Transcribe all of the lines below word for word, leaving out the pictures.

(Image box annotation lines)
________
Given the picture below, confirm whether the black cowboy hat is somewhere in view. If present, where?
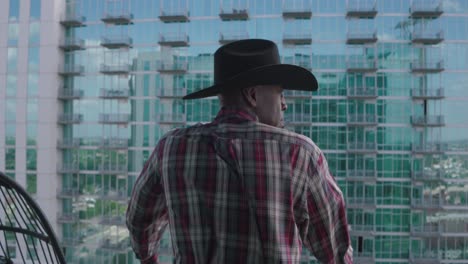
[183,39,318,99]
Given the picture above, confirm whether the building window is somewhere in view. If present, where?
[8,0,20,21]
[29,0,41,19]
[8,23,19,46]
[26,173,37,194]
[26,149,37,171]
[5,148,16,170]
[7,48,18,72]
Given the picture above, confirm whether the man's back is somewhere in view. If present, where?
[126,109,351,263]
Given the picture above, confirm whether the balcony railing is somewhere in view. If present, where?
[156,61,188,74]
[59,64,84,76]
[411,142,447,154]
[411,198,442,210]
[284,113,312,126]
[283,33,312,45]
[98,190,129,202]
[99,215,126,226]
[411,169,445,181]
[348,87,377,99]
[60,37,85,51]
[99,89,130,99]
[346,0,377,18]
[101,10,133,25]
[347,141,377,154]
[411,115,445,127]
[410,251,442,264]
[60,12,86,27]
[353,251,375,264]
[57,213,80,224]
[411,224,442,237]
[57,188,80,198]
[283,90,312,98]
[347,114,377,126]
[346,197,375,209]
[219,8,249,21]
[58,88,84,100]
[219,32,249,44]
[346,32,377,44]
[410,61,444,73]
[410,0,444,18]
[346,59,377,72]
[99,114,130,124]
[99,138,128,149]
[411,88,445,100]
[155,113,187,124]
[61,237,83,247]
[98,164,128,174]
[99,237,130,253]
[57,138,81,149]
[159,10,190,23]
[100,64,132,75]
[411,30,444,45]
[349,225,375,236]
[158,88,187,99]
[346,169,377,182]
[101,36,133,49]
[57,163,80,173]
[58,114,83,125]
[158,33,189,47]
[283,6,312,19]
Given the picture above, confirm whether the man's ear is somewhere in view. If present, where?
[242,86,257,107]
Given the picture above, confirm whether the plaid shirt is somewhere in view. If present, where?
[127,108,352,264]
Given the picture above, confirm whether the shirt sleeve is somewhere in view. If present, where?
[299,151,353,264]
[127,139,168,264]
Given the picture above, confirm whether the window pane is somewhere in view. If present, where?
[8,23,19,46]
[28,48,39,72]
[29,22,40,45]
[26,174,37,194]
[7,48,18,72]
[26,149,37,170]
[8,0,20,20]
[29,0,41,19]
[7,74,17,97]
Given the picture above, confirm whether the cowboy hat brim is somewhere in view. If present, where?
[183,64,318,100]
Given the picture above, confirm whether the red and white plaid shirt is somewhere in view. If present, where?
[127,108,352,264]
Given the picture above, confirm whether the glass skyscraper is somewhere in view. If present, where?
[0,0,468,264]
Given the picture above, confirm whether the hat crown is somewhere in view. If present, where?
[214,39,280,84]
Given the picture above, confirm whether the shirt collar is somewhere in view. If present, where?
[213,106,258,123]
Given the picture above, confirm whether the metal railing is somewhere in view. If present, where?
[58,88,84,99]
[411,88,445,98]
[58,114,83,124]
[99,138,128,148]
[99,88,130,99]
[411,115,445,126]
[158,88,187,98]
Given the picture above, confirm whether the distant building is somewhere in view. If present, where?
[0,0,468,264]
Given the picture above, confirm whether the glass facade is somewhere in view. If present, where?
[0,0,468,264]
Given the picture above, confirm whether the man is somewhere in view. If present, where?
[127,39,352,264]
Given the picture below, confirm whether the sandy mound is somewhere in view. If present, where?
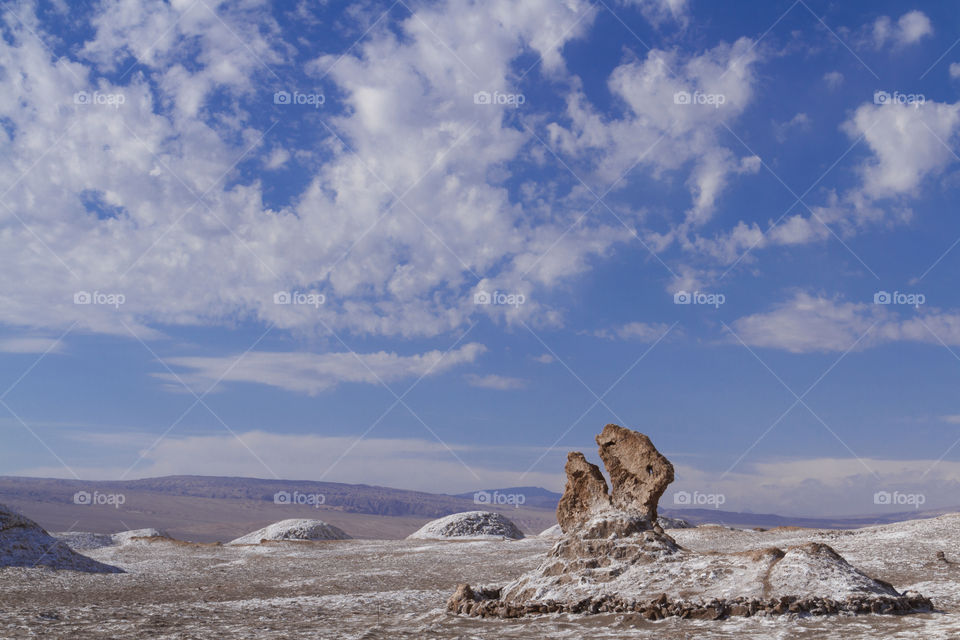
[110,527,170,546]
[53,527,170,551]
[407,511,523,540]
[0,505,123,573]
[227,519,350,544]
[447,425,933,620]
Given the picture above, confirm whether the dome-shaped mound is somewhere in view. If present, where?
[0,505,123,573]
[110,527,170,545]
[407,511,523,540]
[227,518,350,544]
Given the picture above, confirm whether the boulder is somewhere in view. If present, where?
[557,451,611,532]
[447,425,933,620]
[227,518,350,544]
[597,424,673,522]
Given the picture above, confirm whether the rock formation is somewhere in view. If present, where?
[597,424,673,522]
[447,425,932,620]
[227,518,350,544]
[557,451,612,532]
[407,511,523,540]
[0,505,123,573]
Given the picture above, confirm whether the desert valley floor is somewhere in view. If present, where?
[0,514,960,640]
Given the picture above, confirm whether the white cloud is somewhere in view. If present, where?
[547,38,760,238]
[263,147,290,170]
[157,343,486,395]
[0,337,64,353]
[773,113,811,143]
[845,100,960,199]
[467,373,527,391]
[621,0,689,26]
[871,11,933,49]
[594,322,670,342]
[17,430,566,493]
[687,94,960,264]
[823,71,843,89]
[672,458,960,517]
[0,0,630,336]
[730,293,960,353]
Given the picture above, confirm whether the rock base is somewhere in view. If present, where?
[447,584,933,620]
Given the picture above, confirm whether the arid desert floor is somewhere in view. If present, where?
[0,514,960,639]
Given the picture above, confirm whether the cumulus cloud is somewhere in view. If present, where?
[672,458,960,517]
[17,430,566,493]
[594,322,670,342]
[621,0,690,26]
[158,343,486,395]
[690,93,960,264]
[730,292,960,353]
[0,0,629,336]
[547,38,760,238]
[823,71,843,89]
[871,11,933,49]
[467,373,527,391]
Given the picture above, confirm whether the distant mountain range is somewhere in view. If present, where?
[0,476,949,541]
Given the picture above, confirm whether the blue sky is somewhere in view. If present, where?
[0,0,960,515]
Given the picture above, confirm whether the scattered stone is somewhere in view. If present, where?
[447,425,933,620]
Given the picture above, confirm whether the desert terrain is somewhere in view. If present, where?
[0,515,960,640]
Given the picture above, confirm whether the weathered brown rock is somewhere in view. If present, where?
[447,424,928,620]
[596,424,673,520]
[557,451,610,533]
________
Written solution:
Given the picture below, confirm whether the black cowboy hat is somewhere in view. If present, where?
[183,39,318,99]
Given the picture above, confirm whether the building window is somewhere in view. If present, where?
[8,0,20,21]
[29,0,41,19]
[8,23,19,46]
[26,173,37,194]
[26,149,37,171]
[5,148,16,170]
[7,48,18,72]
Given the picture above, confirm whether the man's back is somewhere in view. If present, where?
[126,109,351,263]
Given the picture above, confirm whether the balcony railing is somewhere in view. If present, where?
[156,61,188,74]
[59,64,84,76]
[411,142,447,154]
[411,198,442,210]
[284,113,312,126]
[283,33,312,45]
[98,190,129,202]
[99,215,126,226]
[411,169,445,181]
[348,87,377,99]
[60,37,85,51]
[99,89,130,99]
[346,0,377,18]
[101,10,133,25]
[347,141,377,154]
[411,115,445,127]
[410,251,442,264]
[60,12,86,27]
[353,251,375,264]
[57,213,80,224]
[411,224,442,237]
[57,188,80,198]
[283,90,312,98]
[347,114,377,126]
[346,197,375,209]
[219,8,249,21]
[58,88,84,100]
[219,32,249,44]
[346,32,377,44]
[410,61,444,73]
[410,0,444,18]
[346,59,377,72]
[99,114,130,124]
[99,138,128,149]
[411,88,445,100]
[155,113,187,124]
[61,237,83,247]
[98,164,128,174]
[99,237,130,253]
[57,138,81,149]
[159,10,190,23]
[100,64,132,75]
[411,30,444,45]
[349,225,375,236]
[158,88,187,99]
[346,169,377,182]
[101,36,133,49]
[57,163,80,173]
[58,114,83,125]
[158,33,189,47]
[283,6,312,19]
Given the picture above, confirm whether the man's ear is somewhere in view. If present, where?
[242,86,257,107]
Given the picture above, confirm whether the plaid shirt is somewhere in view. If present, where?
[127,108,352,264]
Given the picture above, confirm whether the shirt sleeve is somewhere in view. If present, where?
[299,151,353,264]
[127,139,168,264]
Given the picture above, confirm whether the window pane is somewhere in view. If present, where?
[8,23,19,46]
[28,48,39,72]
[29,22,40,45]
[26,174,37,194]
[7,48,18,72]
[26,149,37,170]
[8,0,20,20]
[29,0,41,19]
[7,74,17,97]
Given the picture above, confirm whether the cowboy hat brim is somewhere in view. If present, where?
[183,64,318,100]
Given the picture above, confirm whether the red and white plaid shirt is somewhere in view. If present, where?
[127,108,352,264]
Given the picture above, confirm whether the glass skyscraper is somewhere in view. If present, where?
[0,0,468,264]
Given the picture above, confirm whether the hat crown is somewhere in view. If present, where?
[214,39,280,84]
Given the picture above, confirm whether the shirt collar is somewhere in view. If present, where?
[213,106,258,123]
Given the picture above, confirm whether the metal railing is somewhere in view. If present, where?
[58,88,84,99]
[411,88,445,98]
[58,114,83,124]
[99,138,128,148]
[99,88,130,99]
[411,115,445,126]
[158,88,187,98]
Given the picture above, confirm whether the distant building is somewhere in view. If present, where?
[0,0,468,264]
Given the picture above, confirm whether the glass facade is somewhere in view. If present, where?
[0,0,468,264]
Given the picture above, confirm whether the man is somewhere in view. If present, where?
[127,39,352,264]
Given the picture below, confirm whether the sandy mound is somewhere in view. If present, where?
[110,527,170,546]
[53,527,170,551]
[407,511,523,540]
[0,505,123,573]
[227,519,350,544]
[447,425,933,620]
Given the picture above, confirm whether the dome-shaped mound is somewhere in view. If present, where?
[0,505,123,573]
[110,527,170,545]
[407,511,523,540]
[227,518,350,544]
Given the picture above, confirm whether the boulder is somewhere in view. If present, where?
[557,451,611,532]
[447,425,933,620]
[227,518,350,544]
[597,424,673,522]
Given the picture above, confirm whether the rock formation is somewhere in view. If present, where?
[597,424,673,522]
[447,425,932,620]
[227,518,350,544]
[557,451,612,532]
[407,511,523,540]
[0,505,123,573]
Given the picture above, confirm whether the desert valley floor is somewhere in view. If present, where?
[0,514,960,640]
Given the picture above, confirm whether the white cloud is somewhere in view. If present, where?
[547,38,760,238]
[263,147,290,170]
[157,343,486,395]
[0,337,64,353]
[773,113,811,143]
[845,100,960,199]
[467,373,527,391]
[621,0,689,26]
[871,11,933,49]
[594,322,670,342]
[17,430,566,493]
[687,94,960,264]
[823,71,843,89]
[672,458,960,517]
[0,0,630,336]
[730,293,960,353]
Given the picture above, confirm whether the rock base is somewhere in view. If present, where?
[447,584,933,620]
Given the picture above, confirm whether the arid desert floor is somewhere in view. If present, where?
[0,514,960,639]
Given the picture above, confirm whether the cumulus cloud is somewhere in view. If present, where?
[672,458,960,517]
[17,430,566,493]
[594,322,670,342]
[621,0,690,26]
[158,343,486,395]
[690,93,960,264]
[730,292,960,353]
[0,0,629,336]
[547,38,760,238]
[823,71,843,89]
[871,11,933,49]
[467,373,527,391]
Given the picture above, confirm whether the distant mountain range is somewhere in view. If present, where?
[0,476,949,541]
Given the picture above, confirm whether the blue sky is somewhere in view. If present, where?
[0,0,960,515]
Given the picture above, confirm whether the scattered stone is somewhere in view. If present, where?
[447,425,933,620]
Given the picture above, confirm whether the desert terrain is somewhere in view. If present, where?
[0,515,960,640]
Given the picture above, confirm whether the weathered brown rock is somewhere in view. If present, where?
[447,424,928,620]
[596,424,673,520]
[557,451,610,533]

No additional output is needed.